● **EXERCISE DESCRIPTION**
Copy the listing word for word from its start through the line containing "pixel 649 92", including both ends. Leave the pictures out of your answer.

-- begin MATERIAL PROVIDED --

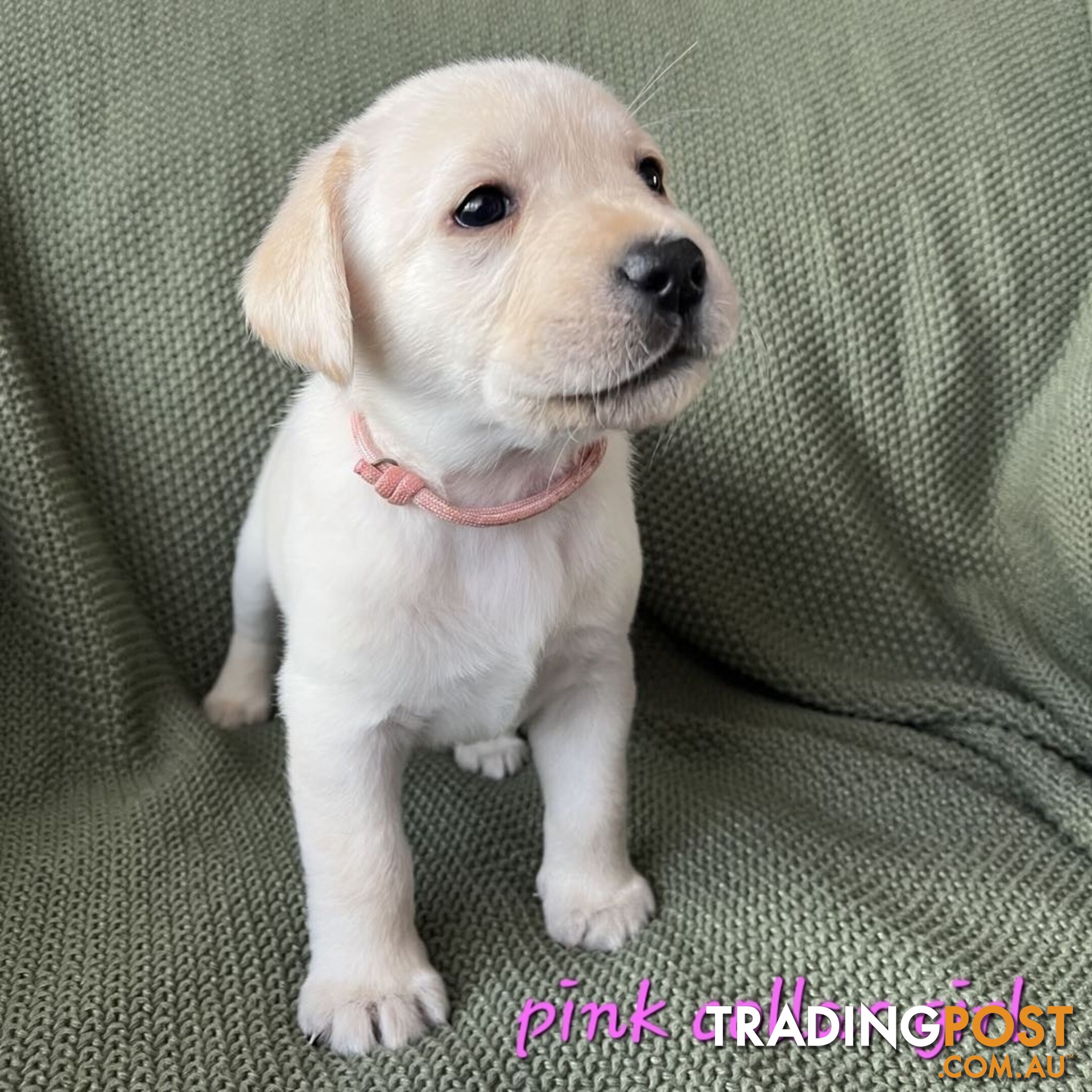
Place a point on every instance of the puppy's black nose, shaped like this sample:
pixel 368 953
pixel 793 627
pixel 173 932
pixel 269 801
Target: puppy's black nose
pixel 671 276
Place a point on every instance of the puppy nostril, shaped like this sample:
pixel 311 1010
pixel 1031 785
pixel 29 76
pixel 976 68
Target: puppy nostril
pixel 670 275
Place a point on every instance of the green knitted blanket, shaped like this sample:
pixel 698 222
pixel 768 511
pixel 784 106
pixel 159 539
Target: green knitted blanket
pixel 863 754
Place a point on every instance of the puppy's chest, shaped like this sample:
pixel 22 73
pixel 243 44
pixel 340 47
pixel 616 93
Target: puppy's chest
pixel 476 628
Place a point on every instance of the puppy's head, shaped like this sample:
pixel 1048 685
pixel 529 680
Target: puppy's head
pixel 496 241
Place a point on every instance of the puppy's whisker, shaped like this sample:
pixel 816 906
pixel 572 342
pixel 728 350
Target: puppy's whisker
pixel 679 114
pixel 651 80
pixel 649 92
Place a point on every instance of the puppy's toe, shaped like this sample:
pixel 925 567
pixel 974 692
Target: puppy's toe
pixel 231 709
pixel 587 913
pixel 355 1018
pixel 493 758
pixel 243 692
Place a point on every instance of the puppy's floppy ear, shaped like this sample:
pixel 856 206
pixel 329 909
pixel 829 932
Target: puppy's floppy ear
pixel 294 290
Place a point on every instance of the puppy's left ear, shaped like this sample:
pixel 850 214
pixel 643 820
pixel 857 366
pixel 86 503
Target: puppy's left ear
pixel 294 290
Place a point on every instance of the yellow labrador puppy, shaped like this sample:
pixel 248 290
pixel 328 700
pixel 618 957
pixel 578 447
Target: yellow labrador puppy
pixel 493 287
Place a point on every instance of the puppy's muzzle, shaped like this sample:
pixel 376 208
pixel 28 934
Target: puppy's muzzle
pixel 669 277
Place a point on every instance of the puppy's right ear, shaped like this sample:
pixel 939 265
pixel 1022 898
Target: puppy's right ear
pixel 294 290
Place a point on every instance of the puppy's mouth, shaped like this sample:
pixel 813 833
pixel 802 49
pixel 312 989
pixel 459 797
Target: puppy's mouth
pixel 679 354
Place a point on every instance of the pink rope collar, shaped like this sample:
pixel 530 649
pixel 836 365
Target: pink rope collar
pixel 400 486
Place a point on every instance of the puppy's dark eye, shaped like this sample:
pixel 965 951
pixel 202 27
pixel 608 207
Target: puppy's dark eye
pixel 483 207
pixel 651 169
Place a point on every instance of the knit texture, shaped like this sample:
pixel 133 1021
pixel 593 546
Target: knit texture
pixel 864 739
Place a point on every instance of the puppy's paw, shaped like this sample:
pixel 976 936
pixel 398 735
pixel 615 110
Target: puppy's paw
pixel 243 692
pixel 588 912
pixel 356 1017
pixel 493 758
pixel 232 709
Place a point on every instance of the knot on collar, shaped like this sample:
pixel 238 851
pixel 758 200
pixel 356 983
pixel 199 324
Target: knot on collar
pixel 397 484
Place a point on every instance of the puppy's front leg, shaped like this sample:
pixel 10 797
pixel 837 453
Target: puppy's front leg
pixel 371 982
pixel 592 896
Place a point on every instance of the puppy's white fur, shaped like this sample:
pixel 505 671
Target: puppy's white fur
pixel 483 359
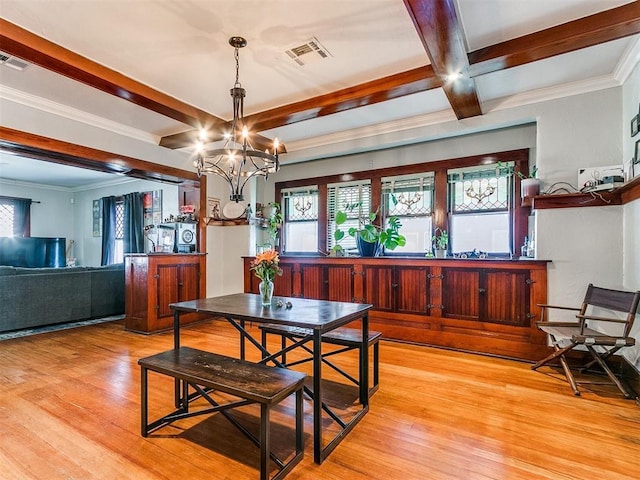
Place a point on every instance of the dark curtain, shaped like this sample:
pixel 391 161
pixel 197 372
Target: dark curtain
pixel 108 230
pixel 21 217
pixel 133 223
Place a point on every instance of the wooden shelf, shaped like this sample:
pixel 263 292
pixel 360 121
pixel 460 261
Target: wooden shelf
pixel 210 222
pixel 627 193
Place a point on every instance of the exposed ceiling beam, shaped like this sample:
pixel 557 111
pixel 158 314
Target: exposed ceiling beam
pixel 439 30
pixel 600 28
pixel 387 88
pixel 17 41
pixel 585 32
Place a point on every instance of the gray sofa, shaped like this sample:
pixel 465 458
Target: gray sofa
pixel 33 297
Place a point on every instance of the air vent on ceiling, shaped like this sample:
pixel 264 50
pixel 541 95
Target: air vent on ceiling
pixel 309 51
pixel 13 62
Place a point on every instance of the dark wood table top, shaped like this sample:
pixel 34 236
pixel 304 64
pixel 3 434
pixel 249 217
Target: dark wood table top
pixel 315 314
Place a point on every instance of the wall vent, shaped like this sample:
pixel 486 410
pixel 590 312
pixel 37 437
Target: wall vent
pixel 307 52
pixel 12 62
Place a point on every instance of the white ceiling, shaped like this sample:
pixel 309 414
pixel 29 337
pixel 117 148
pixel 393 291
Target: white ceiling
pixel 181 48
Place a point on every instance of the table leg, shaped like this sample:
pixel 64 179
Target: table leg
pixel 364 362
pixel 176 346
pixel 317 396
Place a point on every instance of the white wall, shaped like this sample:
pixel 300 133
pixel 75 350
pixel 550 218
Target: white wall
pixel 584 245
pixel 53 216
pixel 88 248
pixel 585 130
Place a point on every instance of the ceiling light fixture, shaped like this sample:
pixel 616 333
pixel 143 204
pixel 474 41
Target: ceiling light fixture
pixel 237 161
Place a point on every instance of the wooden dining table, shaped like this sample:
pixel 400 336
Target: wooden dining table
pixel 320 317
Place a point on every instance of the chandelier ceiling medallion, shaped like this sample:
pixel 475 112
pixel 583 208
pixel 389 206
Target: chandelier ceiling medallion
pixel 237 161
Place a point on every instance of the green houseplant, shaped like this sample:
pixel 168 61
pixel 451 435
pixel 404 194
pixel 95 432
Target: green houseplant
pixel 440 242
pixel 369 235
pixel 274 221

-- end MATERIAL PROVIDED --

● **THE RESULT**
Place a point on every instance of the puppy's black nose, shaped like this sample:
pixel 368 953
pixel 793 627
pixel 173 932
pixel 269 801
Target: puppy's black nose
pixel 671 276
Place a point on every instance of the puppy nostril, shaped like this sample:
pixel 311 1010
pixel 1031 785
pixel 29 76
pixel 976 68
Target: puppy nostril
pixel 670 275
Place a point on every instance of the green knitted blanket, shaped like this sample:
pixel 698 222
pixel 768 511
pixel 784 106
pixel 159 539
Target: green knitted blanket
pixel 863 754
Place a point on every instance of the puppy's chest, shaped like this sample:
pixel 22 73
pixel 243 44
pixel 340 47
pixel 616 93
Target: puppy's chest
pixel 476 628
Place a point on every instance of the puppy's head, shaped like this sample:
pixel 1048 685
pixel 529 680
Target: puppy's head
pixel 496 241
Place a point on every instance of the puppy's whisker, shaped like this sample:
pixel 816 906
pixel 572 342
pixel 728 350
Target: puppy's whisker
pixel 679 114
pixel 651 80
pixel 649 92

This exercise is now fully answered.